Would you copy out the following entries exactly, without any of the pictures?

=======

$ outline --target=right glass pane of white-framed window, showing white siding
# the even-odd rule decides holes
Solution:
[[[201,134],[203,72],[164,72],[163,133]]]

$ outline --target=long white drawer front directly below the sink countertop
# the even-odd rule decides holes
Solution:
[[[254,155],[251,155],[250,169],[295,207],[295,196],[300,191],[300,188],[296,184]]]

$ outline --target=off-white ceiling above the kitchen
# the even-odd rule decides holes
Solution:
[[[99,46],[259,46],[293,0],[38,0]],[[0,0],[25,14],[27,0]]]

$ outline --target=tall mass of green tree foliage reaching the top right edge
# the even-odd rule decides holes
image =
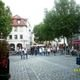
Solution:
[[[55,7],[50,11],[45,10],[43,24],[44,26],[40,24],[44,27],[40,29],[41,39],[43,36],[46,40],[53,40],[60,37],[69,39],[79,30],[80,6],[74,0],[55,0]]]

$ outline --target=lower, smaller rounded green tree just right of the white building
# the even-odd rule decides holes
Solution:
[[[52,29],[44,23],[40,23],[34,27],[34,34],[35,41],[51,41],[54,39]]]

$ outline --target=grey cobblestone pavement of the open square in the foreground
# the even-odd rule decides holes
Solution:
[[[73,56],[10,56],[11,80],[80,80]]]

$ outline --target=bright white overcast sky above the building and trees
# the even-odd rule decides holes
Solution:
[[[27,18],[33,27],[42,22],[44,18],[44,9],[50,10],[54,6],[54,0],[2,0],[10,7],[14,15]],[[80,0],[76,0],[77,3]]]

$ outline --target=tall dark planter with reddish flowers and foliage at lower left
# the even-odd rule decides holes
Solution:
[[[0,80],[9,79],[9,44],[0,39]]]

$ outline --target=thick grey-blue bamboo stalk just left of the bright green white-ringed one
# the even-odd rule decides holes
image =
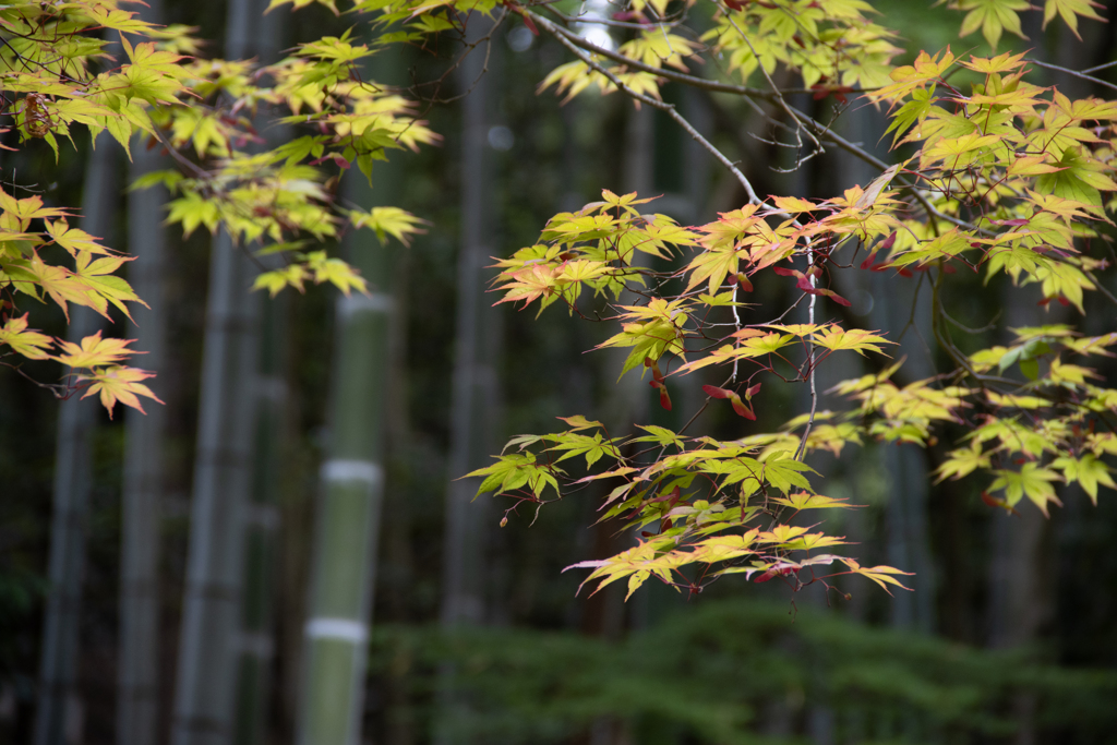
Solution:
[[[226,56],[252,49],[252,0],[232,0]],[[221,230],[213,240],[172,745],[229,745],[233,735],[244,515],[251,485],[260,297],[255,267]]]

=======

_OUTPUT FOR THIS EXERCISE_
$ outline --target=right glass pane of white-framed window, showing white siding
# the even-odd rule decides holes
Solution:
[[[201,134],[203,72],[164,72],[163,133]]]

$ outline --target=long white drawer front directly below the sink countertop
# the even-odd rule decides holes
Solution:
[[[254,155],[251,155],[250,169],[295,207],[295,196],[300,191],[300,188],[296,184]]]

$ outline --target=off-white ceiling above the kitchen
# the even-odd rule decides holes
Solution:
[[[99,46],[259,46],[293,0],[38,0]],[[0,0],[25,14],[27,0]]]

$ outline --target=tall mass of green tree foliage reaching the top right edge
# the even-odd rule decides holes
image =
Solution:
[[[55,7],[50,11],[45,10],[43,24],[44,26],[40,24],[44,27],[40,29],[41,39],[43,36],[46,40],[53,40],[60,37],[69,39],[79,30],[80,6],[74,0],[55,0]]]

$ outline --target=lower, smaller rounded green tree just right of the white building
# the even-odd rule decides holes
Solution:
[[[52,29],[44,23],[40,23],[34,27],[34,34],[35,41],[51,41],[54,39]]]

$ outline --target=grey cobblestone pavement of the open square in the foreground
# the even-odd rule decides holes
Solution:
[[[73,56],[10,56],[11,80],[80,80]]]

$ outline --target=bright white overcast sky above the building and trees
# the even-odd rule decides holes
Solution:
[[[27,18],[33,27],[42,22],[44,18],[44,9],[50,10],[54,6],[54,0],[2,0],[10,7],[14,15]],[[80,0],[76,0],[77,3]]]

$ outline --target=tall dark planter with reddish flowers and foliage at lower left
# the even-odd rule decides holes
Solution:
[[[0,80],[9,79],[9,44],[0,39]]]

$ outline --target=thick grey-blue bamboo stalk just left of the bright green white-ringed one
# the even-odd rule decides holes
image =
Solution:
[[[226,56],[252,49],[252,0],[232,0]],[[221,230],[213,240],[172,745],[229,745],[233,735],[244,515],[251,485],[260,297],[255,267]]]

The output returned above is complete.